Consigne → Reproduisez le passage du notebook sur le dataset IAM qui va de « # Créer un DataFrame » à « train_test_split(temp_df, test_size=0.5, random_state=42) », ces deux bouts compris.

# Projet Text to Handwriting – Préparation du Dataset IAM et Implémentation d'un cGAN
Ce notebook combine la préparation des données du dataset IAM et l'implémentation d'un Conditional GAN (cGAN) pour générer des images manuscrites à partir de texte.

## 1. Préparation des données

In [4]:
# Importer les bibliothèques nécessaires
import os
import pandas as pd
import cv2
import numpy as np
from sklearn.model_selection import train_test_split
from PIL import Image
import torch
from torchvision import transforms
from torch.utils.data import Dataset, DataLoader
import string

# Définir le chemin du dossier IAM
data_dir = "IAM_dataset"
lines_file = os.path.join(data_dir, "ascii", "lines.txt")
lines_img_dir = os.path.join(data_dir, "lines")  # Dossier des images

# Vérifier si les dossiers existent
if not os.path.exists(data_dir):
    print("❌ Erreur : Le dossier IAM_dataset n'existe pas.")
elif not os.path.exists(lines_img_dir):
    print("❌ Erreur : Le dossier lines n'existe pas dans IAM_dataset.")
else:
    print(f"✅ Dossier trouvé : {data_dir}")
    print(f"📁 Dossier des images : {lines_img_dir}")

# Lecture et parsing du fichier lines.txt
lines_data = []
with open(lines_file, 'r', encoding='utf-8') as f:
    for line in f:
        if line.startswith('#') or not line.strip():
            continue
        parts = line.strip().split()
        if len(parts) >= 9:
            img_id = parts[0]
            status = parts[1]
            if status == 'ok':
                text = ' '.join(parts[8:]).replace('|', ' ')
                img_base = img_id.split('-')[0]
                sub_dir = '-'.join(img_id.split('-')[:2])
                img_name = f"{img_id}.png"
                img_path = os.path.join(lines_img_dir, img_base, sub_dir, img_name)
                if os.path.exists(img_path):
                    lines_data.append((img_path, text))
                else:
                    print(f"⚠️ Image non trouvée : {img_path}")

# Créer un DataFrame
df_lines = pd.DataFrame(lines_data, columns=['image_path', 'text'])

# Diviser en ensembles d'entraînement, validation et test
train_df, temp_df = train_test_split(df_lines, test_size=0.3, random_state=42)
val_df, test_df = train_test_split(temp_df, test_size=0.5, random_state=42)

Données fournies →

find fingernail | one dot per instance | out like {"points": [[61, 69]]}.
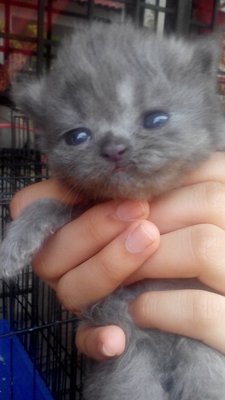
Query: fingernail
{"points": [[131, 210], [140, 238], [107, 351]]}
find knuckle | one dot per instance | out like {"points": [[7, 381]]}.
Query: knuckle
{"points": [[111, 272], [202, 312], [205, 243], [93, 226], [214, 193]]}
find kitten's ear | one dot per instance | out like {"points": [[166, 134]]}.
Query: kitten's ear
{"points": [[206, 55], [27, 96]]}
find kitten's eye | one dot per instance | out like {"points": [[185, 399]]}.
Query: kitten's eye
{"points": [[155, 119], [74, 137]]}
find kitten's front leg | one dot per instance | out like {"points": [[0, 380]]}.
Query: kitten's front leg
{"points": [[26, 234]]}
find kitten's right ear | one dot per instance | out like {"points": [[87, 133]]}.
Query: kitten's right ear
{"points": [[27, 96]]}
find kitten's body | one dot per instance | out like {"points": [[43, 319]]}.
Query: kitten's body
{"points": [[149, 114]]}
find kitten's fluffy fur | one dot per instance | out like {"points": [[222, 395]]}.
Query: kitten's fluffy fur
{"points": [[106, 79]]}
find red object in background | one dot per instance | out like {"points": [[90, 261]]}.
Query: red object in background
{"points": [[203, 12]]}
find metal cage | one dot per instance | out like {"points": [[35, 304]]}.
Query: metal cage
{"points": [[38, 359]]}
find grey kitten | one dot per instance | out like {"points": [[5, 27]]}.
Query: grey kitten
{"points": [[125, 114]]}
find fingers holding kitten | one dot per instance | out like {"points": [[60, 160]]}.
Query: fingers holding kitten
{"points": [[101, 274], [194, 313], [85, 236], [199, 203], [194, 252]]}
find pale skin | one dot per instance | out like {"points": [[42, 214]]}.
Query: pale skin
{"points": [[180, 235]]}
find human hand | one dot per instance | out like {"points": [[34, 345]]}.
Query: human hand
{"points": [[191, 221]]}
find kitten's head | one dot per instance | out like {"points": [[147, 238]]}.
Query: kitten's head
{"points": [[124, 113]]}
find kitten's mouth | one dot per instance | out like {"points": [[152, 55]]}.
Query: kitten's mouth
{"points": [[118, 169]]}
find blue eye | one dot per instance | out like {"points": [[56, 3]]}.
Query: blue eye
{"points": [[77, 136], [155, 119]]}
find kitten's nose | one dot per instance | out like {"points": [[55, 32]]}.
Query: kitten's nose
{"points": [[113, 151]]}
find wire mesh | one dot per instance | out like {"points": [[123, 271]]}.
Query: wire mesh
{"points": [[36, 327], [32, 322]]}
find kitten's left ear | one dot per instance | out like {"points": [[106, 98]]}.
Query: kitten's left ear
{"points": [[27, 96], [206, 55]]}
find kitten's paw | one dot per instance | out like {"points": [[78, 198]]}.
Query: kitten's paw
{"points": [[13, 258]]}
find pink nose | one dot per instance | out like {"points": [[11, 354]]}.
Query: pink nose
{"points": [[114, 151]]}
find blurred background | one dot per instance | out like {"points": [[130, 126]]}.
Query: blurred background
{"points": [[38, 359]]}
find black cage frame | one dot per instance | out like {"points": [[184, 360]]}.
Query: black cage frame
{"points": [[29, 309]]}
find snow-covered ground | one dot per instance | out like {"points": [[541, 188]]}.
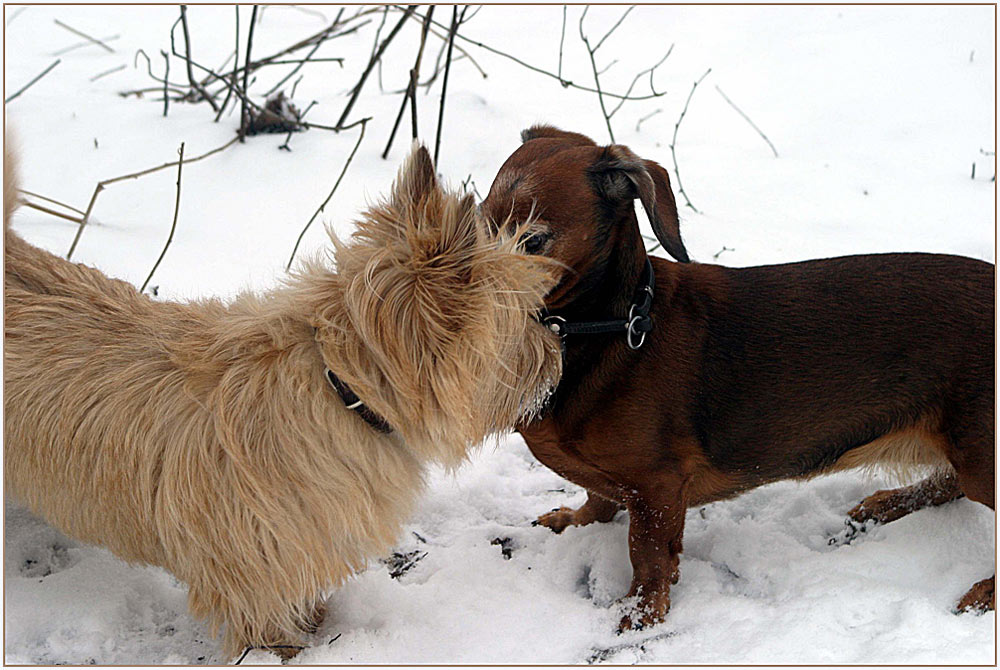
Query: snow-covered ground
{"points": [[878, 115]]}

Réponse rédigée →
# Créer un DataFrame
df_lines = pd.DataFrame(lines_data, columns=['image_path', 'text'])

# Diviser en ensembles d'entraînement, validation et test
train_df, temp_df = train_test_split(df_lines, test_size=0.3, random_state=42)
val_df, test_df = train_test_split(temp_df, test_size=0.5, random_state=42)